┌─ DATA PROVIDED
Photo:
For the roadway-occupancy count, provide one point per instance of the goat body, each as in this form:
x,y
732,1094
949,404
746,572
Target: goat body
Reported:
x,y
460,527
└─
┌─ DATA PROVIDED
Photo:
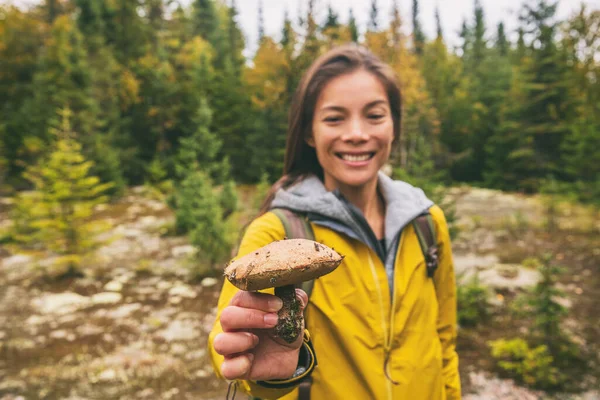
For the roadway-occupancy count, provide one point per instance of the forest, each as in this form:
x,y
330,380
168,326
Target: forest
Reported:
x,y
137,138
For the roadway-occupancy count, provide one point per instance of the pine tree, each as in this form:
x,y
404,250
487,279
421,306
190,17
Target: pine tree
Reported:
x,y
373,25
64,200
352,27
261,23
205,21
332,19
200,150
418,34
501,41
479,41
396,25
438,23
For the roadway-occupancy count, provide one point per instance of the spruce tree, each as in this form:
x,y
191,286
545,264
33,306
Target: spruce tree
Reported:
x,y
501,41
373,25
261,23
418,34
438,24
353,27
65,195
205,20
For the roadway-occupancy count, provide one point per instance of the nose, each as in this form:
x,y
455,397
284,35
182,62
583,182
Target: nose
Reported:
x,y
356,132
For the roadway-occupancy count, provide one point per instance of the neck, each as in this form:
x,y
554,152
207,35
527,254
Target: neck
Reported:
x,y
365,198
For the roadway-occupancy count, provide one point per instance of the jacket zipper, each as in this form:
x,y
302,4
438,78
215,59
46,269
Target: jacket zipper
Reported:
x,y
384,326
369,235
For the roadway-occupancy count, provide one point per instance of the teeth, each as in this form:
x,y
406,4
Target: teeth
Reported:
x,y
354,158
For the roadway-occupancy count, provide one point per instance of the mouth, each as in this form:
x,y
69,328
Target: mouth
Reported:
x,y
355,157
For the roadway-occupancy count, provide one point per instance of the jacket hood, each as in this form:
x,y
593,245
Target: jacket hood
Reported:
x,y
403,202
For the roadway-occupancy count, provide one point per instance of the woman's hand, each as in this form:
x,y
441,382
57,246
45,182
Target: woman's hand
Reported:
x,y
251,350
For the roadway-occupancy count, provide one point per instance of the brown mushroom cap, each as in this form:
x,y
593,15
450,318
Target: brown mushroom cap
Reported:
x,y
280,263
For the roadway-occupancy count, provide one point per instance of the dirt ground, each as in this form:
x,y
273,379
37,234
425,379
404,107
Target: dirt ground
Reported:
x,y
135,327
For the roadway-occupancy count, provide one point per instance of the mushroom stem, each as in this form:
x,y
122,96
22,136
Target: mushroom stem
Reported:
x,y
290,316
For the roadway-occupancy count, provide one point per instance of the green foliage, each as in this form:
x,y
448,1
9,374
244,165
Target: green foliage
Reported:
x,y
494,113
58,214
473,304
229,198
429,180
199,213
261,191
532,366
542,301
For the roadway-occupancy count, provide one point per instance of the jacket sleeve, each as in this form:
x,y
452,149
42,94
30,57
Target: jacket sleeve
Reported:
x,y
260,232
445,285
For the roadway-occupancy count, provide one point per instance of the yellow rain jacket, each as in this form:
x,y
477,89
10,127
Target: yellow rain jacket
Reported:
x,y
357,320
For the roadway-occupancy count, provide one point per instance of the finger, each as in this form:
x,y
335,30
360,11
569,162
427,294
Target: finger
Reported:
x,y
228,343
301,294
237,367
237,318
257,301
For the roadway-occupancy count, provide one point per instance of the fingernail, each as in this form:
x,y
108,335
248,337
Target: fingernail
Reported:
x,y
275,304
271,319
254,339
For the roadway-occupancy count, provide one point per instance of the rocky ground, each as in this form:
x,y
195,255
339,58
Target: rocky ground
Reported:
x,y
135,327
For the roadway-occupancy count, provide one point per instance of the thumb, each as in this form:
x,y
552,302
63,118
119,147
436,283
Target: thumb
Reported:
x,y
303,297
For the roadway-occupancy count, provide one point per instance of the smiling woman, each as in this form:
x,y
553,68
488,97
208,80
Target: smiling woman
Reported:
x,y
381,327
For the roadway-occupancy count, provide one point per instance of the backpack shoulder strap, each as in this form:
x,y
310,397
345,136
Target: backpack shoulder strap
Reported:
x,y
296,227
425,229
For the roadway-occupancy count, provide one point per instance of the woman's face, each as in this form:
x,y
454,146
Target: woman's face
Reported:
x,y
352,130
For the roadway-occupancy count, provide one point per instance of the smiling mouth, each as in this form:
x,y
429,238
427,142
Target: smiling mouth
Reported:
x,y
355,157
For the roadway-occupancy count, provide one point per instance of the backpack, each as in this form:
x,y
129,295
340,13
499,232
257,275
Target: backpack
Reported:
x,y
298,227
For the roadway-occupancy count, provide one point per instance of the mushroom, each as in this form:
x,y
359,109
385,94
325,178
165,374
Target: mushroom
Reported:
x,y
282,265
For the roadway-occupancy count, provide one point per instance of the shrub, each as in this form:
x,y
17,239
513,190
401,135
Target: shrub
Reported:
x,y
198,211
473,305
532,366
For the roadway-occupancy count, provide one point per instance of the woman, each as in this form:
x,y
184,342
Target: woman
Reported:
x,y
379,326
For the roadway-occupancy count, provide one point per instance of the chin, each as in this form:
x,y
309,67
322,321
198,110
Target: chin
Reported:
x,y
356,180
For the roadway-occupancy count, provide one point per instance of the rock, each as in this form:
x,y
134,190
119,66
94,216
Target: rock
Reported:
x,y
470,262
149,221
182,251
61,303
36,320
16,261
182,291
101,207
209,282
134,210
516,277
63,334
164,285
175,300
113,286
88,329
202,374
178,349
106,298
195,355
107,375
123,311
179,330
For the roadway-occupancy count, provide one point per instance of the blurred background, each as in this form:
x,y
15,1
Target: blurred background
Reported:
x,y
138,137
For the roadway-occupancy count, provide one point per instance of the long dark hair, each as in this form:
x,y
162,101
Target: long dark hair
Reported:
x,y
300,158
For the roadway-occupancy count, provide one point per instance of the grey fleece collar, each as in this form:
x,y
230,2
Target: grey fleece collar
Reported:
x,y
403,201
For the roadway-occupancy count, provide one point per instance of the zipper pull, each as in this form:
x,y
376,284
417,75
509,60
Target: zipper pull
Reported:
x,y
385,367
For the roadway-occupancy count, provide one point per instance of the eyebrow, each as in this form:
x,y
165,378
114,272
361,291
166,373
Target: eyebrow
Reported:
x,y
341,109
└─
WORK REQUIRED: Collect every line of the data above that contains the string "goat", matching case.

SOLUTION:
For the roadway-occupancy count, provide one point per instance of the goat body, each as in this form:
Target: goat body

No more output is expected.